• _THE EXERCISE_:
Write out the listing below word for word, starting with its first line and going on through the line that contains "top-left (148, 171), bottom-right (169, 181)", with both ends included. Leave the pictures out of your answer.

• _EXERCISE INPUT_:
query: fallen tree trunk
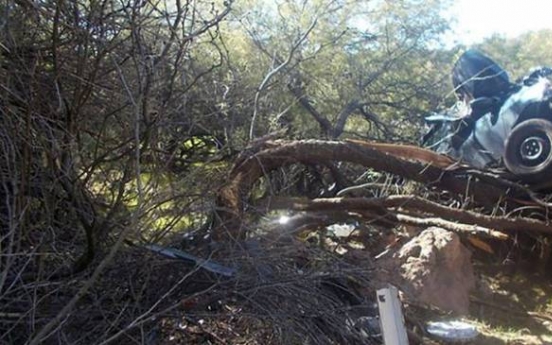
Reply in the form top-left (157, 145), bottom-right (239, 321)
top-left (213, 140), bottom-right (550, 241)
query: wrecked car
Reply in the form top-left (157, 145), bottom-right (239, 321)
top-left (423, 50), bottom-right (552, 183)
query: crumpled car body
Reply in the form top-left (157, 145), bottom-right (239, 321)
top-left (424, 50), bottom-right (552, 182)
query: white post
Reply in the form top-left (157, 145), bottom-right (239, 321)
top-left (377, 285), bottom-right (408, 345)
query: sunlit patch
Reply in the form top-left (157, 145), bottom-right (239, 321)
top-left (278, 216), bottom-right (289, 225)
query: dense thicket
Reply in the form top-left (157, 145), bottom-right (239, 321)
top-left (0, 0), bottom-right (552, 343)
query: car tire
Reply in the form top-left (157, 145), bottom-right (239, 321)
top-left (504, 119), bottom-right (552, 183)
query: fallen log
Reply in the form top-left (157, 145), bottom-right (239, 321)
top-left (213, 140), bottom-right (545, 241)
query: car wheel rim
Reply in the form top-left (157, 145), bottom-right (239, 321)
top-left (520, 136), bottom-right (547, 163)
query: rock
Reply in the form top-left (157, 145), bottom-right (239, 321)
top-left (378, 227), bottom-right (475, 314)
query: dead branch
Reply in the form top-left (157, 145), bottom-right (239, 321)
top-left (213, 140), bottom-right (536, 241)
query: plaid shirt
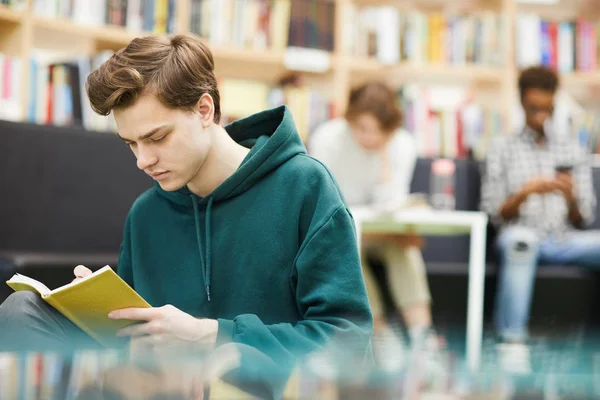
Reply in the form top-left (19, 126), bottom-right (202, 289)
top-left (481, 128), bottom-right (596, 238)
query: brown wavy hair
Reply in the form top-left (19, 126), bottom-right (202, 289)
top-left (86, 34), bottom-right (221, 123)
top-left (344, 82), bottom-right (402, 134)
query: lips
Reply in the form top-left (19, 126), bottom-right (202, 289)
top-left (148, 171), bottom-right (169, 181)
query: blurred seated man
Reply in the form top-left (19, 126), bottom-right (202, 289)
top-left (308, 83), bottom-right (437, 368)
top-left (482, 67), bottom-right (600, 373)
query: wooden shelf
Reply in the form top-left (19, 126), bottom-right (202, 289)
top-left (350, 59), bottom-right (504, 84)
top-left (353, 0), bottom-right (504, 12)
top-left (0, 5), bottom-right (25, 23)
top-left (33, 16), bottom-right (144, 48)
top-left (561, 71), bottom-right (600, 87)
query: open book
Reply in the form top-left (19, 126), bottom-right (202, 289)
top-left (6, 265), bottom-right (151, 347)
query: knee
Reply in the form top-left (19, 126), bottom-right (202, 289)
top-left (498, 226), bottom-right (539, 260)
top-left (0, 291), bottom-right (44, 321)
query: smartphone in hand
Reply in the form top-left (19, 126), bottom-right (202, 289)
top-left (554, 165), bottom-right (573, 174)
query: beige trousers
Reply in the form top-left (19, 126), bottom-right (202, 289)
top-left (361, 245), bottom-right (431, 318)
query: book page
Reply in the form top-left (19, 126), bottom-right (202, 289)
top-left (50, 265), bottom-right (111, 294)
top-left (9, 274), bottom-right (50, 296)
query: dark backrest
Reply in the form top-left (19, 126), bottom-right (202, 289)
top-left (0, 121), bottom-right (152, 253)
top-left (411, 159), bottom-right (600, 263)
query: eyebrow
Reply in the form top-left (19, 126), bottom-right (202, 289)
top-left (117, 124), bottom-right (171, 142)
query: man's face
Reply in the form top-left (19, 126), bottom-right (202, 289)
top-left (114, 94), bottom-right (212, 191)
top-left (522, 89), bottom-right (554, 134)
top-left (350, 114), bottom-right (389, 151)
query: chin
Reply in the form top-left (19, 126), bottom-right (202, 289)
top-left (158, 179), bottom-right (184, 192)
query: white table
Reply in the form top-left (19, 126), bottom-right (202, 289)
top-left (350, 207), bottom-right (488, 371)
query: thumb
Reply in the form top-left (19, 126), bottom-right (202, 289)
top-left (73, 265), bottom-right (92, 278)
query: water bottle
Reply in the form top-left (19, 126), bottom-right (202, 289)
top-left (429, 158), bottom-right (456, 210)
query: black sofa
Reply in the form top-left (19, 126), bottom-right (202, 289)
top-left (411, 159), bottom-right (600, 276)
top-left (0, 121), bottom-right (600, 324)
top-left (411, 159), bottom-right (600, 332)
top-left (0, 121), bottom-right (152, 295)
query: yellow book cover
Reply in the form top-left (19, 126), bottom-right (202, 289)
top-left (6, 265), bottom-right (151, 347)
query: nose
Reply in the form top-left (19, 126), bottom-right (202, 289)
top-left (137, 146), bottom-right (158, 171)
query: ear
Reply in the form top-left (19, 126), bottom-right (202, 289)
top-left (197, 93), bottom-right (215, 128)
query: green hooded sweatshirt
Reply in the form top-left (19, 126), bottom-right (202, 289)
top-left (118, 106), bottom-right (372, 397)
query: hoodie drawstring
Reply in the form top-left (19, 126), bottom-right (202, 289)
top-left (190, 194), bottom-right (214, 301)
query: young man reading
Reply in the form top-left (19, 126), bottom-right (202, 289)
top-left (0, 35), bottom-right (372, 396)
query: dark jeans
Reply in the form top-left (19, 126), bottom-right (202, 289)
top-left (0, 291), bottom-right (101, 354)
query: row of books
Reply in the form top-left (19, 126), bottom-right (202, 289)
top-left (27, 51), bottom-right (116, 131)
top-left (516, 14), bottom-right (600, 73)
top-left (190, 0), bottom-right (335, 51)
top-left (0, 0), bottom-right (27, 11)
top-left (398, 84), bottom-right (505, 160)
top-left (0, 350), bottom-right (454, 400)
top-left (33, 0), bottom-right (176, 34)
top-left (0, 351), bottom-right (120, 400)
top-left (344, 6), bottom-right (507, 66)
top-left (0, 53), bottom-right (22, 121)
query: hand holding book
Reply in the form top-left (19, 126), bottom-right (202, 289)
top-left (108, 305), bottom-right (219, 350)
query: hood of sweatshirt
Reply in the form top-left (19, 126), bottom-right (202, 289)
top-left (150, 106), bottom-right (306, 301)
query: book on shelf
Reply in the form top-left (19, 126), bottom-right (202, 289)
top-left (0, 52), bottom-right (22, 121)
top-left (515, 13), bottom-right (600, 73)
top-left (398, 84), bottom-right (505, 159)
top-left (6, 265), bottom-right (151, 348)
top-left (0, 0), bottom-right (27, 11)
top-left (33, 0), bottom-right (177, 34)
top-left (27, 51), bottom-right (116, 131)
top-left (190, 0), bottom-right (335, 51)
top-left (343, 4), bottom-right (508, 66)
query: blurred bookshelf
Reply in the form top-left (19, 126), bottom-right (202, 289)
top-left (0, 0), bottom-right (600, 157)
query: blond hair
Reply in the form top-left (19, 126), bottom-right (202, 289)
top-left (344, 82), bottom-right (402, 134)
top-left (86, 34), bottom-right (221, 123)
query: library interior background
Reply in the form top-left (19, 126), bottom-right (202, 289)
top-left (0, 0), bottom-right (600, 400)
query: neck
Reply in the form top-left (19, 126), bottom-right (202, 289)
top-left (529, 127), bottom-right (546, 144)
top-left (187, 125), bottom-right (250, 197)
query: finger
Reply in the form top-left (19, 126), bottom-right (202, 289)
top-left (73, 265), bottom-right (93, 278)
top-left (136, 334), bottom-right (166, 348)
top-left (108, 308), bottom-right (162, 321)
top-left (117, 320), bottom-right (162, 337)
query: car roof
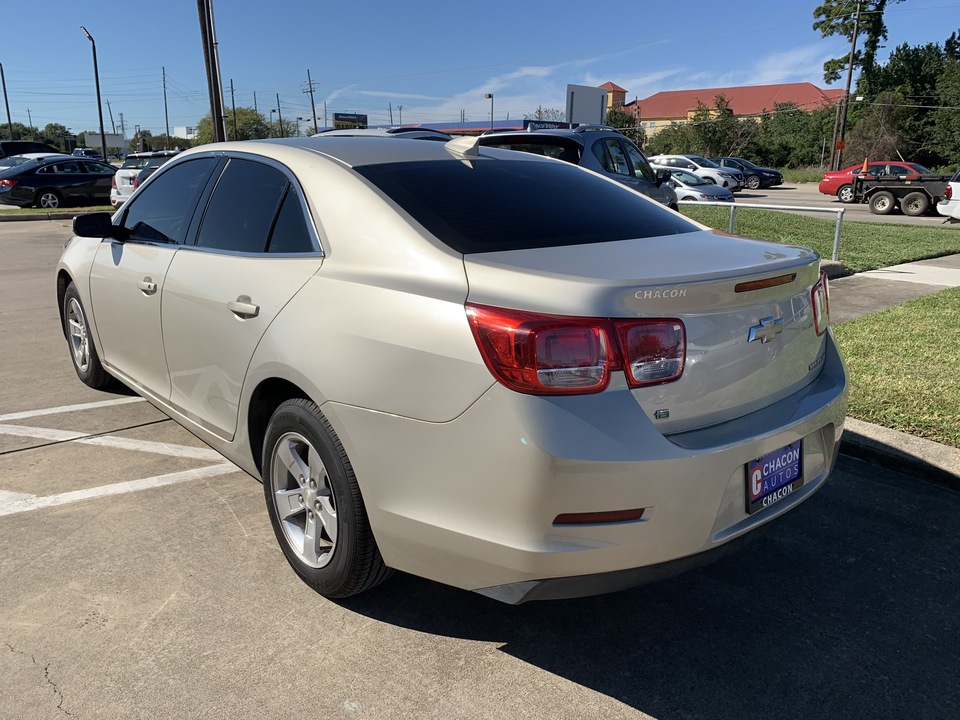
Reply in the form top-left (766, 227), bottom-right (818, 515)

• _OUTPUT FOR THIS EXERCISE_:
query: fallen tree trunk
Reply in the form top-left (157, 145), bottom-right (239, 321)
top-left (213, 140), bottom-right (550, 241)
query: wrecked car
Reply in the form top-left (157, 145), bottom-right (239, 321)
top-left (423, 50), bottom-right (552, 183)
query: crumpled car body
Reply in the form top-left (157, 145), bottom-right (239, 321)
top-left (424, 50), bottom-right (552, 182)
query: white post
Reply in the form top-left (157, 145), bottom-right (239, 321)
top-left (377, 285), bottom-right (408, 345)
query: sunlit patch
Reply in the form top-left (157, 145), bottom-right (239, 321)
top-left (278, 216), bottom-right (289, 225)
query: dense thicket
Reply in the form top-left (157, 145), bottom-right (239, 321)
top-left (0, 0), bottom-right (552, 343)
query: car tire
Reply in the form top-left (157, 145), bottom-right (239, 321)
top-left (504, 119), bottom-right (552, 183)
query: fallen log
Reply in the form top-left (157, 145), bottom-right (239, 321)
top-left (213, 140), bottom-right (545, 241)
query: car wheel rim
Reply in the form top-left (157, 145), bottom-right (239, 321)
top-left (520, 136), bottom-right (547, 163)
query: rock
Reply in the form top-left (157, 145), bottom-right (239, 321)
top-left (378, 227), bottom-right (475, 314)
query: dead branch
Reply in the form top-left (157, 145), bottom-right (239, 321)
top-left (213, 140), bottom-right (536, 241)
query: plaid shirt
Reply in the form top-left (19, 126), bottom-right (202, 289)
top-left (481, 128), bottom-right (596, 238)
query: brown wavy hair
Reply in the form top-left (19, 126), bottom-right (202, 289)
top-left (86, 34), bottom-right (221, 123)
top-left (344, 82), bottom-right (402, 134)
query: lips
Reply in the form top-left (19, 126), bottom-right (202, 289)
top-left (148, 171), bottom-right (169, 181)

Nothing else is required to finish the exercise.